- [Material supplied]
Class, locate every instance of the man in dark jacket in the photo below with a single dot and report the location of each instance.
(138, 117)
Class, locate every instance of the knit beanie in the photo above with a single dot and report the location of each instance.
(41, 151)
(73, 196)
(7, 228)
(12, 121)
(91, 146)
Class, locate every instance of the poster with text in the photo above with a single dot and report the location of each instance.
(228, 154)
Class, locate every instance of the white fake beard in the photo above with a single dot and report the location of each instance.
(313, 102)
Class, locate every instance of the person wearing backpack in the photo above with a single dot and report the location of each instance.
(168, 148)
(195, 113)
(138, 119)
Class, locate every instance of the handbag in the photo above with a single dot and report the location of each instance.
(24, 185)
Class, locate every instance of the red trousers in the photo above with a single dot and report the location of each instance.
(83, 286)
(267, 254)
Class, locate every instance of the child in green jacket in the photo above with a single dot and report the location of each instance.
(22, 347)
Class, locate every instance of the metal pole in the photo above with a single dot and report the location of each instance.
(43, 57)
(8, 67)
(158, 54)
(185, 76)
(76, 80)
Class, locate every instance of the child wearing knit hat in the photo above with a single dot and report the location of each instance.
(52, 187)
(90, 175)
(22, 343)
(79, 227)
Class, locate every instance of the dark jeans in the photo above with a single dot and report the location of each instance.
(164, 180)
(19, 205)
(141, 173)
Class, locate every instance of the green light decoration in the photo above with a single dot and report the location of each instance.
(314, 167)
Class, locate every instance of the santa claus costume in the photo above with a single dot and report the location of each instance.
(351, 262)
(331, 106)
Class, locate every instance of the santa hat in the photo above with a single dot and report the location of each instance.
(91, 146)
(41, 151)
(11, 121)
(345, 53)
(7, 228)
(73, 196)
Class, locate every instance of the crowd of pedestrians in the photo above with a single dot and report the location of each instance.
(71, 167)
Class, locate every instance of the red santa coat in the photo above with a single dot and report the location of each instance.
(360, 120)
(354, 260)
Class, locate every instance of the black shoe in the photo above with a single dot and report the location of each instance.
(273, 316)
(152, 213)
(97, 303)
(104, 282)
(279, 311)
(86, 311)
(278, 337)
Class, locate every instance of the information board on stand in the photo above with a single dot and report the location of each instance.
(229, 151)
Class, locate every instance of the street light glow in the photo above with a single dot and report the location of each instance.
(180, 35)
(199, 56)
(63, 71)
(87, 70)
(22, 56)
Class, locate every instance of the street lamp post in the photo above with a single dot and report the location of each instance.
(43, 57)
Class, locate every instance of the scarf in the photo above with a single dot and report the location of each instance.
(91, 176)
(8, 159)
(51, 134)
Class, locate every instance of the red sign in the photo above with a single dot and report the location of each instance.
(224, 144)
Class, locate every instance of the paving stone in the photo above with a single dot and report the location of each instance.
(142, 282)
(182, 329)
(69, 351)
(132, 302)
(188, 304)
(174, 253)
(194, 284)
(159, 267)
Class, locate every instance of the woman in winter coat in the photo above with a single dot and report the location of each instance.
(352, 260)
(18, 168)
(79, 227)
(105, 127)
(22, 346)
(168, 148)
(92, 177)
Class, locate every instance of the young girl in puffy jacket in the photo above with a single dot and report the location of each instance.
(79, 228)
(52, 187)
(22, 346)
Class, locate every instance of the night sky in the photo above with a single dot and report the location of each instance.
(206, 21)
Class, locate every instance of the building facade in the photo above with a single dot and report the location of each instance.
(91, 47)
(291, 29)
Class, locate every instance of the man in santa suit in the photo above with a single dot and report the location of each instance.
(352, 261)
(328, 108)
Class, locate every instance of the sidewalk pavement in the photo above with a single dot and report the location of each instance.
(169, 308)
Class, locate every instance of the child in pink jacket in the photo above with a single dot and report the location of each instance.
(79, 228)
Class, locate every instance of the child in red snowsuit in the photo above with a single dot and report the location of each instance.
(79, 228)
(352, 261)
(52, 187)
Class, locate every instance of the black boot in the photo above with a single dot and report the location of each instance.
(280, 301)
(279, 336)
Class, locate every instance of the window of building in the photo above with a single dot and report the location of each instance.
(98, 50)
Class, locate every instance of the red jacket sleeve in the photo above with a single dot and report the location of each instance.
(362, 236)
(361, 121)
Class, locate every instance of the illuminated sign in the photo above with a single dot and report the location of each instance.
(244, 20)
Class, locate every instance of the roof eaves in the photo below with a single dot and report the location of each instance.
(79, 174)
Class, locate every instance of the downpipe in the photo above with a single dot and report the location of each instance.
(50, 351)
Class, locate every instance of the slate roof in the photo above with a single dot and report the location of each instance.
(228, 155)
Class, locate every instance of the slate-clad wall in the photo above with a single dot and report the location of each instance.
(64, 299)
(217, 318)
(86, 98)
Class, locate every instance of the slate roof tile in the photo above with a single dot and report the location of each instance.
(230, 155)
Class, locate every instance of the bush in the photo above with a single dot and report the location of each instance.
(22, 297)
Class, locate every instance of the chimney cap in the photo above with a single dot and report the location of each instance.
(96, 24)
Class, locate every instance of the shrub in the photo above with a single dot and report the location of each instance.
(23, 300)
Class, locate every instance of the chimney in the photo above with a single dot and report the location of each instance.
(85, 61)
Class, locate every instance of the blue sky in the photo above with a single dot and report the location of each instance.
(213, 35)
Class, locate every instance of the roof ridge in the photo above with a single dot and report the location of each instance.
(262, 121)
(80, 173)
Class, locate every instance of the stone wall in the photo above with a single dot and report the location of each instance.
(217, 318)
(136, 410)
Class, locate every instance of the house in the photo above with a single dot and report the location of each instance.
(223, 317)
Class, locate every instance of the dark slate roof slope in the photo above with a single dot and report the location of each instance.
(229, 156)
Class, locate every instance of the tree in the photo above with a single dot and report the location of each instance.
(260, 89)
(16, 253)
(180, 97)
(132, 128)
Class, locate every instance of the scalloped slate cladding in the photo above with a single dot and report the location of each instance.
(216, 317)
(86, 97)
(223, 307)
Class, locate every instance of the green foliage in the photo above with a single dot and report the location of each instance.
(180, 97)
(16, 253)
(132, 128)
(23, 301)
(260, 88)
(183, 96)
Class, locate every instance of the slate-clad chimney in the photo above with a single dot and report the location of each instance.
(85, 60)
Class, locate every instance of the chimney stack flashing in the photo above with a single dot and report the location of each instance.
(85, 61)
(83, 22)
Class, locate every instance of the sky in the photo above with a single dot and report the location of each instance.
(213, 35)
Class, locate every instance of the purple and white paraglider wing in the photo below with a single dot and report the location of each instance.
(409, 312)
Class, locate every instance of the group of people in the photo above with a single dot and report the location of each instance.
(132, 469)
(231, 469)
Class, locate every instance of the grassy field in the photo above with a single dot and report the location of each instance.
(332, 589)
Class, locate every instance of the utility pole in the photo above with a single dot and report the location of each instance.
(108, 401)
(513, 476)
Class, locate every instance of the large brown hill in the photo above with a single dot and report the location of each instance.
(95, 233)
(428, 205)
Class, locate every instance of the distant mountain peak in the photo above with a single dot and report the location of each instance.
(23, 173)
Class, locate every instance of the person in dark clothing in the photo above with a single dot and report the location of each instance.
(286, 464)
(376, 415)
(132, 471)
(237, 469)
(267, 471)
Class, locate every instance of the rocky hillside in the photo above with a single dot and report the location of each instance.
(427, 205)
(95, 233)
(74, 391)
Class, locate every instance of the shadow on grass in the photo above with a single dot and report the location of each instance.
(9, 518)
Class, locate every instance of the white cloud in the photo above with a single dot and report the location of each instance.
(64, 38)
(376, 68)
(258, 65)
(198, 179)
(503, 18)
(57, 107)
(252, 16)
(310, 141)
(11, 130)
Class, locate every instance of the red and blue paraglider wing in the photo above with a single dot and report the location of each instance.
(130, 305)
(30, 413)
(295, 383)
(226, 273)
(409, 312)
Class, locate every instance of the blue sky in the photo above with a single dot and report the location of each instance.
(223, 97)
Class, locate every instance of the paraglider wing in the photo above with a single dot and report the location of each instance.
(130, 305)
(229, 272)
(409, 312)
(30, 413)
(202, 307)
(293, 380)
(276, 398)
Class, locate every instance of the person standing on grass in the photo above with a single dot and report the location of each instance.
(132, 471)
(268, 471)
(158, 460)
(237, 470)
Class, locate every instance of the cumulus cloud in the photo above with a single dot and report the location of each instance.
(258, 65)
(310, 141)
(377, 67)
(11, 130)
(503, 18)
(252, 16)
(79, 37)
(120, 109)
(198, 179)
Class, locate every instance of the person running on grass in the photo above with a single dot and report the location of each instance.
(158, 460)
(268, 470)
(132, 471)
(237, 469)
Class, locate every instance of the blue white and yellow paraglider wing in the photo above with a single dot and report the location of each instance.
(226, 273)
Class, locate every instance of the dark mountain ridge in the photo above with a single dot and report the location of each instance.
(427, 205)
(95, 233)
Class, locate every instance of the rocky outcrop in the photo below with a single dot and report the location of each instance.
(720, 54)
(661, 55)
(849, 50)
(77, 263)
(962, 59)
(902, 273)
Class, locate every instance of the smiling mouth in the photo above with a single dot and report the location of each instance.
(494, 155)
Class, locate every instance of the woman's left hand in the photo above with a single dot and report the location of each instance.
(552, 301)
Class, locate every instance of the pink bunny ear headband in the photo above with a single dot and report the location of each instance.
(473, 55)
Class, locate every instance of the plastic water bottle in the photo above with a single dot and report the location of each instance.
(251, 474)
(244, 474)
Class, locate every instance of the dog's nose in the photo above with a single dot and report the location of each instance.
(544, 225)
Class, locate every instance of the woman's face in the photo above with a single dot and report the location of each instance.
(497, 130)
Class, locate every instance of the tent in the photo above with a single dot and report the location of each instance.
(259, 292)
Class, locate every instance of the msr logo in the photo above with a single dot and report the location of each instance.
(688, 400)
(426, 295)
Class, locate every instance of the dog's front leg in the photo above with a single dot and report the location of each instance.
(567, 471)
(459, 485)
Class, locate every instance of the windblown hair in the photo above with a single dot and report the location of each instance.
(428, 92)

- [Task goal] Take every line from the one containing "Class, locate every instance of the cumulus" to the end of the listing and output it exactly, with nothing else.

- [Exercise result]
Class, locate every instance of the cumulus cloud in the photo above with a single dot and report the location of each instance.
(258, 65)
(310, 141)
(377, 67)
(11, 130)
(503, 18)
(252, 16)
(79, 37)
(120, 109)
(198, 179)
Class, locate every instance of the person running on grass in the photo above with a single dot and report the location of each instance.
(158, 460)
(268, 470)
(132, 471)
(237, 469)
Class, locate every instance of the blue white and yellow paraglider wing in the photo above with a single dot and report the location of each instance.
(226, 273)
Class, locate every instance of the dark mountain ridge in the photo above with a single dot and report the location of each instance.
(427, 205)
(95, 233)
Class, locate every instance of the rocky outcrop in the photo below with a single dot and report the location of each instance.
(720, 54)
(661, 55)
(849, 50)
(77, 263)
(962, 59)
(902, 273)
Class, locate every instance of the smiling mouth in the photo above with a single dot and report the location of each instance.
(494, 155)
Class, locate every instance of the woman's left hand in the photo above with a single dot and report the location of each instance.
(552, 301)
Class, locate every instance of the pink bunny ear headband in the photo above with a single dot and report the location of each instance.
(473, 55)
Class, locate every instance of the plastic water bottle in the photo above with a single dot and report the location of each instance.
(251, 474)
(244, 474)
Class, locate every instance of the dog's nose in the photo above with a single dot and report the location of each instance.
(544, 225)
Class, locate every instance of the woman's face in the photo above with a single dot and report the location of each instance.
(497, 130)
Class, locate every instance of the tent in the photo above with a single dot and report the location of each instance.
(259, 292)
Class, locate every instance of the msr logo in the photo above with a single dot and report the location of each instance.
(688, 400)
(426, 295)
Class, locate every instance of the dog's front leg in the photo above with a single dot and report the location of each instance.
(567, 471)
(459, 485)
Class, locate every instance of the windblown hair in the photo above with a single dot and report the location of each instance.
(428, 92)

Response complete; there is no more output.